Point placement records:
— BEGIN —
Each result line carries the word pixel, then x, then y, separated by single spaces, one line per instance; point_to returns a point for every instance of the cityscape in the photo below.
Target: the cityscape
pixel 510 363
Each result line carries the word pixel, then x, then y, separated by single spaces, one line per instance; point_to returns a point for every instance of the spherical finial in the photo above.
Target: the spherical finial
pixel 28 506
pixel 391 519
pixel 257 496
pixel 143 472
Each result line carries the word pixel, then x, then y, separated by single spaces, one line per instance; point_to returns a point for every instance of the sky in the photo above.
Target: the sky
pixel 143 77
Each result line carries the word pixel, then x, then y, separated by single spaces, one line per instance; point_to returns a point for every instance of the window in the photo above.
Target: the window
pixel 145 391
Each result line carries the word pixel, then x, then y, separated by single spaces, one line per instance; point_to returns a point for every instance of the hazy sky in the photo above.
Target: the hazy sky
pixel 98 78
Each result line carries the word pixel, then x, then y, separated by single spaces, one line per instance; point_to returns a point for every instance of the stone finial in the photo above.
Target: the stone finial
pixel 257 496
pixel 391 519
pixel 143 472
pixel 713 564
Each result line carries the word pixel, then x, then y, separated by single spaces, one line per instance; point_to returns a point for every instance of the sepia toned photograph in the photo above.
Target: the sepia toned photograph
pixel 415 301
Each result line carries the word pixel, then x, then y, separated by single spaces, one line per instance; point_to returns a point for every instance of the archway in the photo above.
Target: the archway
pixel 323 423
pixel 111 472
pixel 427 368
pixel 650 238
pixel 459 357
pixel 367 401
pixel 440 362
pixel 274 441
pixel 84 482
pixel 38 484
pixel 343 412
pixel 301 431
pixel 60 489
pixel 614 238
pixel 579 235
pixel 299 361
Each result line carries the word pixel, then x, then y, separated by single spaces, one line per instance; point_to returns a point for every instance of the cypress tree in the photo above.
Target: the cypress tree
— END —
**SET PROBLEM:**
Begin at the first line and stop after the line that has "pixel 98 78". Write those lines out again, swapping "Target" for "Subject" and leaving everything else unchanged.

**WRITTEN REPLY:**
Each result line carries the word pixel, then x, then y, separated by single spaces, one line per instance; point_to returns a point for every instance of the cityscape in the photo below.
Subject: the cityscape
pixel 510 363
Each result line carries the word pixel, then x, then y, separated by single spaces, one line per instance; point_to returns a point for every instance of the spherical finial in the photo above.
Subject: the spherical finial
pixel 28 506
pixel 391 519
pixel 257 496
pixel 143 472
Each result line carries the word pixel, then x, then y, separated by single spaces, one line per instance; point_to returns a point for every instance of the sky in the photo above.
Subject: the sky
pixel 143 77
Each result line carries the word pixel, then x, then y, separated by single spaces, one line per instance; point_to returns a point for every instance of the window in the photo above.
Subject: the window
pixel 145 391
Each result line carries the word pixel, then x, then y, separated by single spaces, one line per instance; point_to returns a point for every instance of the hazy sky in the photo above.
Subject: the hazy sky
pixel 98 78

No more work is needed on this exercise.